• _RECORD EXCERPTS_:
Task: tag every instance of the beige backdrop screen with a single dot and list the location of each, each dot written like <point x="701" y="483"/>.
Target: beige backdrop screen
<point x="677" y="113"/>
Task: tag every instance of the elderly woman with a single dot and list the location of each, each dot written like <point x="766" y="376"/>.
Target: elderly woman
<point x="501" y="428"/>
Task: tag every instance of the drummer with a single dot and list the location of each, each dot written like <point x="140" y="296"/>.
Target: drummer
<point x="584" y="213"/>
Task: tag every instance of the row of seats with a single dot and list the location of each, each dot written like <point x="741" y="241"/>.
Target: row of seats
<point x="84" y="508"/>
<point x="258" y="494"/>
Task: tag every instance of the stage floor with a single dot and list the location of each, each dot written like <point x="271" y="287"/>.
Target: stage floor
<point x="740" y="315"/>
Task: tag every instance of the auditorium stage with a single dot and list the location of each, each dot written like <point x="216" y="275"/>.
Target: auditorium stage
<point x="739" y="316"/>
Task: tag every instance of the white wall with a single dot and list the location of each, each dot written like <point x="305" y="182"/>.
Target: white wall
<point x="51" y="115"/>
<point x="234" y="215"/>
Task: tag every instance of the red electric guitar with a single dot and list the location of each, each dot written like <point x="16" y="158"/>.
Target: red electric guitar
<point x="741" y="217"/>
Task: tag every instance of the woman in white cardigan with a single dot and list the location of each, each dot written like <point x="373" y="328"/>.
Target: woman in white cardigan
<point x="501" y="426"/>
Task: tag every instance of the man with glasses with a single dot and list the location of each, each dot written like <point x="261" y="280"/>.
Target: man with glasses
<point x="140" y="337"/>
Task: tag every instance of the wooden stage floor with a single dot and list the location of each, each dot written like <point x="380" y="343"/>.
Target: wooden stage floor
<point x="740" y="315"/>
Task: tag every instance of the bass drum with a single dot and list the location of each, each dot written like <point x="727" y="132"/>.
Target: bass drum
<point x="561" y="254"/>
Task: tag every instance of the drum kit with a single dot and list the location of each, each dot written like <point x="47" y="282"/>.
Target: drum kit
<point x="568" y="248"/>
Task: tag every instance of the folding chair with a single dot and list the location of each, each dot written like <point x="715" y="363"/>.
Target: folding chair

• _YOUR INSTRUCTIONS_:
Copy out all the rows above, swapping "elderly woman" for "older woman" wherever it occurs. Leave everything else as it is.

• _ANSWER TO THIS EXERCISE_:
Task: tag every instance of the beige backdrop screen with a single dot and list the location of each, each dot written like <point x="701" y="483"/>.
Target: beige backdrop screen
<point x="677" y="113"/>
Task: tag every instance of the older woman with a single dot and list the location of each, each dot written like <point x="766" y="376"/>.
Target: older woman
<point x="501" y="428"/>
Task: tag every instance of the drummer with a single dot and list the location of each, each dot written like <point x="140" y="296"/>.
Target: drummer
<point x="584" y="213"/>
Task: tag every instance of the row of seats with a single dot and list the location of each, each dot written like <point x="741" y="241"/>.
Target: row of seats
<point x="84" y="508"/>
<point x="258" y="494"/>
Task: tag every instance of the stage floor with a single dot and list the location of each, each dot written like <point x="271" y="287"/>.
Target: stage floor
<point x="740" y="315"/>
Task: tag every instance of the auditorium stage with a single dot and list the location of each, each dot written like <point x="216" y="275"/>.
Target: auditorium stage
<point x="739" y="316"/>
Task: tag every instance of the white wall with a single dot and list the location of each, each dot written like <point x="305" y="182"/>.
Target: white wall
<point x="51" y="115"/>
<point x="234" y="215"/>
Task: tag every instance of the red electric guitar with a single dot and list the location of each, each dot written like <point x="16" y="158"/>.
Target: red electric guitar
<point x="741" y="217"/>
Task: tag every instance of the woman in white cardigan with a single dot and list the location of each, each dot written like <point x="373" y="328"/>.
Target: woman in white cardigan
<point x="501" y="426"/>
Task: tag every instance of the man with glasses with a single dot and list the location of each, each dot written like <point x="261" y="280"/>.
Target: man with glasses
<point x="140" y="337"/>
Task: tag every instance of the wooden stage floor with a single dot and list the location of each, each dot written like <point x="380" y="343"/>.
Target: wooden stage floor
<point x="740" y="315"/>
Task: tag every instance of the bass drum with a single dot and list the location of each, each dot written like <point x="727" y="132"/>.
Target: bass drum
<point x="561" y="254"/>
Task: tag every instance of the drum kit with a single dot and list the location of each, each dot written like <point x="47" y="282"/>.
Target: drum kit
<point x="568" y="248"/>
Task: tag every instance of the folding chair with a single dot and list the location of each, each dot written like <point x="715" y="363"/>.
Target: folding chair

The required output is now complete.